= WORK INSTRUCTION =
Using the text below about Atlassian's study on AI use at work, answer each of the following questions:
(a) How long has Atlassian spent building a narrative around AI-native teamwork?
(b) Who does the text say inherits the contradiction, instead of the executive who got excited at Team ’26?
(c) For what reason does the author tell readers planning a Rovo rollout to read the study?

##### EXCERPTED PASSAGE #####

But that’s a leadership behavior change, not a configuration setting. And it requires someone to tell leadership that the culture problem exists before they can fix it. That’s a harder conversation than opening a Rovo agent.
Give Atlassian Credit for Publishing This
Let me put this plainly. Atlassian is a public company whose product strategy is built on AI adoption going well. They have spent the last two years constructing a narrative around AI-native teamwork: Rovo, Teamwork Graph, AI-powered automation across their suite, the entire arc of Team ’26. Every keynote, every product announcement, every customer conversation has pointed in the same direction. AI tools are the future of work, and Atlassian is how your organization gets there.
And then their own research lab published a study showing that the cultural conditions for that future aren’t present in most organizations. That the people being asked to adopt the tools are quietly penalized when they do. That silence is still the rational choice in the environments these tools are supposed to thrive in.
That’s not a failure of research integrity. That’s intellectual honesty from a company with every incentive to tell a cleaner story. They could have commissioned research that supported the narrative. They published the thing that complicates it instead.
Wrapping Up
Step back and the arc is clean. Almost everyone is using AI at work. The ones who are honest about it get rated lazier, less principled, and less promotable for doing identical work. The only fix on offer gets you penalized slightly less, never to parity, so silence stays the rational play. And the person who inherits that contradiction isn’t the executive who got excited at Team ’26. It’s the admin handed the Rovo rollout, told to drive adoption into a culture that quietly punishes the exact behavior the rollout depends on.
I’ll be honest about my own bias here. This research didn’t make me uncomfortable. It confirmed things I’ve watched play out across my own career, and that’s exactly when I try to be most careful. Information that lines up neatly with what you already believe deserves more scrutiny than information that challenges it, not less, because it’s the stuff you’re primed to wave through without checking. So the question I had to sit with wasn’t whether this confirms what I think. It was whether I’m just reading what I want to see. What holds it up is the source: a finding this inconvenient, published by the company least served by it, isn’t the kind of confirmation you go looking for.
None of that changes the fact that the tools are genuinely capable, or that a Rovo rollout is still the right strategic move for most organizations. But it does mean the rollout is harder than the announcement layer suggests. If you’re the admin managing it, you’re not just implementing software. You’re navigating a cultural contradiction your organization hasn’t acknowledged yet.
If the company with the most to gain from a different answer is telling you this, the real picture in most organizations is probably starker than the study captures. The technical rollout is the easy half. The hard half is the conversation with leadership about the culture these tools are landing in, and that’s the part I’ll keep coming back to here, because it’s only going to matter more as Rovo spreads across your instance.
So if you’re planning a Rovo rollout, read the study. Not for the fix. For the diagnosis.
Until then, this is Rodney, asking: have you updated your Jira issues work items today?

##### ENTRIES SHOWN #####

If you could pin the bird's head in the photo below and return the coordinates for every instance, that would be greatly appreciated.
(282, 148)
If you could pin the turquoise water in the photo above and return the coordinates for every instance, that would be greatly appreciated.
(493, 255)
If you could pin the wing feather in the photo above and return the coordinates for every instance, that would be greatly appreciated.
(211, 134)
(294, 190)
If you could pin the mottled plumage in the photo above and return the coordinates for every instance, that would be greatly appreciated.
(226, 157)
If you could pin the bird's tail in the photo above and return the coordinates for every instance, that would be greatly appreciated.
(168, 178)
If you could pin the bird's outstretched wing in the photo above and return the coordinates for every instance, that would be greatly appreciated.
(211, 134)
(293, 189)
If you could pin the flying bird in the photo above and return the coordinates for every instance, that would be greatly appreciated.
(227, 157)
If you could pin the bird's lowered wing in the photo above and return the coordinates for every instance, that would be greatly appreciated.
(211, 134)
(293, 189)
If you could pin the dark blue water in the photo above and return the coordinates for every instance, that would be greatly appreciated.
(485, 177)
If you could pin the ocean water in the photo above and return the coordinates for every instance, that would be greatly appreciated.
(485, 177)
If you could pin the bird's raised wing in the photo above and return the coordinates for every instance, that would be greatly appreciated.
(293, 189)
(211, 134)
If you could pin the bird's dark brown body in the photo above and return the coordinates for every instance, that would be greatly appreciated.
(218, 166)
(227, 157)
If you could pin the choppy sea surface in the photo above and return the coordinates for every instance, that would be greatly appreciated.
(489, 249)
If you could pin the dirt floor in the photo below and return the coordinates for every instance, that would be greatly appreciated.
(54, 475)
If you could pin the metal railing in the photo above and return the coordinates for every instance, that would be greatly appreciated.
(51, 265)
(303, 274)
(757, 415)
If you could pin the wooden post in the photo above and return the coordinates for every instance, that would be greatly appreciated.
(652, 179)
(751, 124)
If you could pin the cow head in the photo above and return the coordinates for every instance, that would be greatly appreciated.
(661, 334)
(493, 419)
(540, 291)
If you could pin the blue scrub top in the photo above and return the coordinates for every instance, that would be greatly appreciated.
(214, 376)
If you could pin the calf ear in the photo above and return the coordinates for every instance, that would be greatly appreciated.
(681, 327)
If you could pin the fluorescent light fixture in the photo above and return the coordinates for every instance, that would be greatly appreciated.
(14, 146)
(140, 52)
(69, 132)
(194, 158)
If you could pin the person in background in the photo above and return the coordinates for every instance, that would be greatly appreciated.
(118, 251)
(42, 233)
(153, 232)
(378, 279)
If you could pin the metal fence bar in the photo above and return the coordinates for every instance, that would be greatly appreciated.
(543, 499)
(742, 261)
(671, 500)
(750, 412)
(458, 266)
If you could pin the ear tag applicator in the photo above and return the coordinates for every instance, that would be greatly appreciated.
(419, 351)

#####

= WRITTEN REPLY =
(a) The last two years.
(b) The admin handed the Rovo rollout.
(c) For the diagnosis, not for the fix.